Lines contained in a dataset
----
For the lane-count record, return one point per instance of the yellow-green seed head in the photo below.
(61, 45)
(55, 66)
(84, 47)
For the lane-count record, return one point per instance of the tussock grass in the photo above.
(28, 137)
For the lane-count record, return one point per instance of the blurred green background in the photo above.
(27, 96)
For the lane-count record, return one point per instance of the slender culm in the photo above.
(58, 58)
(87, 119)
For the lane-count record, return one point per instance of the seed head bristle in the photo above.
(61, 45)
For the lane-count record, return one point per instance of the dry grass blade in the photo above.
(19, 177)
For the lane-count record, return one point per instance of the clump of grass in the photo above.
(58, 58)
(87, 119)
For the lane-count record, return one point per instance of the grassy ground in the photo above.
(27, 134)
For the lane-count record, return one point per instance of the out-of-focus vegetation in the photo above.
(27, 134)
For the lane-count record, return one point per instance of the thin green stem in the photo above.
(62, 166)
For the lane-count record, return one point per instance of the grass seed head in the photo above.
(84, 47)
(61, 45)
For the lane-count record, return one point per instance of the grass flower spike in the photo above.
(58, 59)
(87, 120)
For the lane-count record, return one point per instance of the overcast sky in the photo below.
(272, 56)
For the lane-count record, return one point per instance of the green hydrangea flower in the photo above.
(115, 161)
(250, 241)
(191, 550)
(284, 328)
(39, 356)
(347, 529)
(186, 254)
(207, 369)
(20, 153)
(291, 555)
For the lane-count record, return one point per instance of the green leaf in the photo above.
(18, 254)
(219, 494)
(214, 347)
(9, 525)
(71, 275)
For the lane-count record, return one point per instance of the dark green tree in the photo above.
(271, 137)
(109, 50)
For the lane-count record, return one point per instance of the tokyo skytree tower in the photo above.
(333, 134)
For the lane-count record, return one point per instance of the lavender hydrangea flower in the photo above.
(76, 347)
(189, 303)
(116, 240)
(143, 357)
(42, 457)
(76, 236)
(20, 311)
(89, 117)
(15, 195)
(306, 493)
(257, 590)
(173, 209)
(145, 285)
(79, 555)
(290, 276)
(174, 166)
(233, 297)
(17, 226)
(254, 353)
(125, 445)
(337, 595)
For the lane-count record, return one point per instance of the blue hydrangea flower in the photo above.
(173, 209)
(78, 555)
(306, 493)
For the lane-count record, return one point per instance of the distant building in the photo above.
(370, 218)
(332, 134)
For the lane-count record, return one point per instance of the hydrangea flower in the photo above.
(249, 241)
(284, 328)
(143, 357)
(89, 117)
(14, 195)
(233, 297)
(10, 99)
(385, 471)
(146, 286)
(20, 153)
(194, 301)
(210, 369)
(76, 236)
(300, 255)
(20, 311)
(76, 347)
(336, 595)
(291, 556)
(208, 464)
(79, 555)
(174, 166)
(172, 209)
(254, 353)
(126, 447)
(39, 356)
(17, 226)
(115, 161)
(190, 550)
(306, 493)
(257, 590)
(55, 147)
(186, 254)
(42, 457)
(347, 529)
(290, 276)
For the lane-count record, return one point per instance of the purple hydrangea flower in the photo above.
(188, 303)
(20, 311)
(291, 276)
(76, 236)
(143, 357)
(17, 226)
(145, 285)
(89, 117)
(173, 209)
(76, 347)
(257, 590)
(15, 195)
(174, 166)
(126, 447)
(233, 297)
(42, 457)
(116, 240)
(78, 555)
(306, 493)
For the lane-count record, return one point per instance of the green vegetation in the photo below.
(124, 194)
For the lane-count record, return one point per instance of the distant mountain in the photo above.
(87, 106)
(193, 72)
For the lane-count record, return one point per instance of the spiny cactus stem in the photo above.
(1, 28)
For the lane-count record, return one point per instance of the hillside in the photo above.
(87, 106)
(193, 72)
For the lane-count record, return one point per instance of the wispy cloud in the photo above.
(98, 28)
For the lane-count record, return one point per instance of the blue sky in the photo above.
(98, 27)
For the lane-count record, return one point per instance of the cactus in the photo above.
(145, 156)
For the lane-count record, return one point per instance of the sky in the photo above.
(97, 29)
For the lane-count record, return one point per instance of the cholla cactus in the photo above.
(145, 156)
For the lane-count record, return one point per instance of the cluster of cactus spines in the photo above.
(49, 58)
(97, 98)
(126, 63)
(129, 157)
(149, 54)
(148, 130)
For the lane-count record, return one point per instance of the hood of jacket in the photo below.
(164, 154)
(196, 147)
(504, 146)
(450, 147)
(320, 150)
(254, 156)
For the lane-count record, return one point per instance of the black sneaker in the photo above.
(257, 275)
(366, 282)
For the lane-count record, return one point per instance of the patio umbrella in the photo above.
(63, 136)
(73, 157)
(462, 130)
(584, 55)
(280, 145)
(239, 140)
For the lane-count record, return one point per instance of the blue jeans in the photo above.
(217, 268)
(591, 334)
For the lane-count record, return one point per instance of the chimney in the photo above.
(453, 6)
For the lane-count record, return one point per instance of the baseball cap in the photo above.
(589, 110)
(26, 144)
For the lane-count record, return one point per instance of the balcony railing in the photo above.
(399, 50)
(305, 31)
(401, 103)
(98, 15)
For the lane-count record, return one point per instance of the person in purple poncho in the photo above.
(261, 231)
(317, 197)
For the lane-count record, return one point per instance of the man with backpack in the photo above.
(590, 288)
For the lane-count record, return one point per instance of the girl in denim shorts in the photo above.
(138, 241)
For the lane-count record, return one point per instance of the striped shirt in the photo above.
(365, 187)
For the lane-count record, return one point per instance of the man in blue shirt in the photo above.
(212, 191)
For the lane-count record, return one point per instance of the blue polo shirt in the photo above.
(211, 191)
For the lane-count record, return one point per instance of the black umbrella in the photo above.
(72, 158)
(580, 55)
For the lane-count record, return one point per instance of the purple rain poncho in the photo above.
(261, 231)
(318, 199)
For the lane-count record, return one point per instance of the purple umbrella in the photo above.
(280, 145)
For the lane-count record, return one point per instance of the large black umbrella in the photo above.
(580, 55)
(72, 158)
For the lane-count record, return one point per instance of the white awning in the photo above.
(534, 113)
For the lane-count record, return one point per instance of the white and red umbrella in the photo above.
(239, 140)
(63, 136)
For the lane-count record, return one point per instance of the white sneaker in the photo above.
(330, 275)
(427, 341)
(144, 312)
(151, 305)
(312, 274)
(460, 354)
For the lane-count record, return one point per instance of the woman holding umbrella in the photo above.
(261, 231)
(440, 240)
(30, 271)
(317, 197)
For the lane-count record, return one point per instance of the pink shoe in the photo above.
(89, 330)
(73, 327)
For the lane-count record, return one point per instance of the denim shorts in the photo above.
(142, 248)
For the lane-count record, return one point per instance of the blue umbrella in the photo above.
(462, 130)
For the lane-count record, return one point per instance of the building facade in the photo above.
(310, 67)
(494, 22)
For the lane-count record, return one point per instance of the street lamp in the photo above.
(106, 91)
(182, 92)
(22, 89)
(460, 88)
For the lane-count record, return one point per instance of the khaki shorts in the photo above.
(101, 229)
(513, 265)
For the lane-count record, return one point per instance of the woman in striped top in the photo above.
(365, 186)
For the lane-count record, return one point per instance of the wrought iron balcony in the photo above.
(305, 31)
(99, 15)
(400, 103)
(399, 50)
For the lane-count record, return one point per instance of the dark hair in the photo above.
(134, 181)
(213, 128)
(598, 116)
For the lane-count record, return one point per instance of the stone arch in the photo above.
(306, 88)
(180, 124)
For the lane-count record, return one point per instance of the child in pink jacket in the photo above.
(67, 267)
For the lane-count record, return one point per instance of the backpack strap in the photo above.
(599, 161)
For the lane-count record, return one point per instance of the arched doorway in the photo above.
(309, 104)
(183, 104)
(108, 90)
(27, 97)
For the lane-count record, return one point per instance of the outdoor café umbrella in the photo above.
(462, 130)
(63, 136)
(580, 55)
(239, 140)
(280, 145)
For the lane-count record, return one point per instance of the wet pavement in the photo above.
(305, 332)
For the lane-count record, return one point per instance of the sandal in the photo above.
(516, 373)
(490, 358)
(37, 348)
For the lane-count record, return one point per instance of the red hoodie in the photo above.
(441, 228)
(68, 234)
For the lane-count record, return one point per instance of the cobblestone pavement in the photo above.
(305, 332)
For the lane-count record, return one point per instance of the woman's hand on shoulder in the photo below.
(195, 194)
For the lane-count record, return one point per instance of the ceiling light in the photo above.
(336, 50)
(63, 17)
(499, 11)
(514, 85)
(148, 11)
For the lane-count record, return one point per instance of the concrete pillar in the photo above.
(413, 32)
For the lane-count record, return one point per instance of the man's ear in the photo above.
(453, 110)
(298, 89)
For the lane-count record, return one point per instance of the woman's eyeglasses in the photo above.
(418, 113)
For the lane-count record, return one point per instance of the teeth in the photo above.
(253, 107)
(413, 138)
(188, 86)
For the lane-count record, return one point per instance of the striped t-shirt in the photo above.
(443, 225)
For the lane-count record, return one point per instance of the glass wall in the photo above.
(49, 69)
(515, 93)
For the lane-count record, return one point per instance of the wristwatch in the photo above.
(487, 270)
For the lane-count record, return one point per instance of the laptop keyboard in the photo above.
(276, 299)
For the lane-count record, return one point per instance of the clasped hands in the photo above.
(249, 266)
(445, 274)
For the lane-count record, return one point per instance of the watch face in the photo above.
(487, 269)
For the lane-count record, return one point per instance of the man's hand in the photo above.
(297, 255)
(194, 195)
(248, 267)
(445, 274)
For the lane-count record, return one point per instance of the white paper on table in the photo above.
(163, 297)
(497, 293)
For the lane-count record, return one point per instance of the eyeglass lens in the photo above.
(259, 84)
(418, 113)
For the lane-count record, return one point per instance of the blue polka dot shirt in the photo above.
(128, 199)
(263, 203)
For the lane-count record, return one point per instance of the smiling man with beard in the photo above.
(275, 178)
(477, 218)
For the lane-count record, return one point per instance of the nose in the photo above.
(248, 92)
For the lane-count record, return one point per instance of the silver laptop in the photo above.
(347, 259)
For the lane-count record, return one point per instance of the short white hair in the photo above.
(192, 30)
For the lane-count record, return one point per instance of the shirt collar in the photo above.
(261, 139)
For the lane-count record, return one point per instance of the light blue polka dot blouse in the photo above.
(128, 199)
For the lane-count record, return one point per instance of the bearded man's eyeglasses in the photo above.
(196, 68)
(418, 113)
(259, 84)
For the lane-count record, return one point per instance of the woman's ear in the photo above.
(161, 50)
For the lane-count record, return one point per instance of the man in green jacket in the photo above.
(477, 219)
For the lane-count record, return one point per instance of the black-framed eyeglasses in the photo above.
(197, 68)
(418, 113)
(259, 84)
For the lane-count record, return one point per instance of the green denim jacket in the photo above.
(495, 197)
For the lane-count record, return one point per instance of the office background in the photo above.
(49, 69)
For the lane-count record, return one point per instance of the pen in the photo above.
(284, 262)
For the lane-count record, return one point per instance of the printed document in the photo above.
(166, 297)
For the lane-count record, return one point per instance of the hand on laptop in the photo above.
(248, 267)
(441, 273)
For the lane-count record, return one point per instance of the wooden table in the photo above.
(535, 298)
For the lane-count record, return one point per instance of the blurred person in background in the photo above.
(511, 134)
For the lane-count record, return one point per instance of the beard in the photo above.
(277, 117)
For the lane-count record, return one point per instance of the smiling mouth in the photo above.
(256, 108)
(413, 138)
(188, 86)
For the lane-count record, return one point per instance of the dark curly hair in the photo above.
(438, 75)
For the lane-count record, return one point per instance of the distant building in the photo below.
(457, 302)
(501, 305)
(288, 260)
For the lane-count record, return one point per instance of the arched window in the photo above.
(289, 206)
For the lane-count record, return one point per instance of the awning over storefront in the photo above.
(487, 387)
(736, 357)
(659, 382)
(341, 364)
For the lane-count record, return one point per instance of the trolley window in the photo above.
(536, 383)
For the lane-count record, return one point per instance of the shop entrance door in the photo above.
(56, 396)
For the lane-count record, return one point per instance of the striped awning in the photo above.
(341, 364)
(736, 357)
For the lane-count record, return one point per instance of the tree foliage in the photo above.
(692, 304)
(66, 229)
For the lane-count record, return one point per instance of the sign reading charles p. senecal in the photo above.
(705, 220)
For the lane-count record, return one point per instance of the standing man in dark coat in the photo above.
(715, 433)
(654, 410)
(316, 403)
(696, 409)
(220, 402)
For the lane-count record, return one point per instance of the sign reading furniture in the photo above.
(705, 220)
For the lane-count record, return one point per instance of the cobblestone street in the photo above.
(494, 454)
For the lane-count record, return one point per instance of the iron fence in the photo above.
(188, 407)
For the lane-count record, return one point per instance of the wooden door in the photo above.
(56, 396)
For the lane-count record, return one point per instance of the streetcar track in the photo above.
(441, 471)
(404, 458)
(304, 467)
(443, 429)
----
## Task to complete:
Rewrite the lines from the one containing "wooden door in the photo above." through the last line, changing "streetcar track" to "tram rail" and leaving everything else unchanged.

## Response for this exercise:
For the lane-count record, return one point per instance of the wooden door in the photo above.
(56, 396)
For the lane-count record, return one point per instance of the tram rail in the photo above.
(441, 471)
(404, 458)
(304, 467)
(443, 429)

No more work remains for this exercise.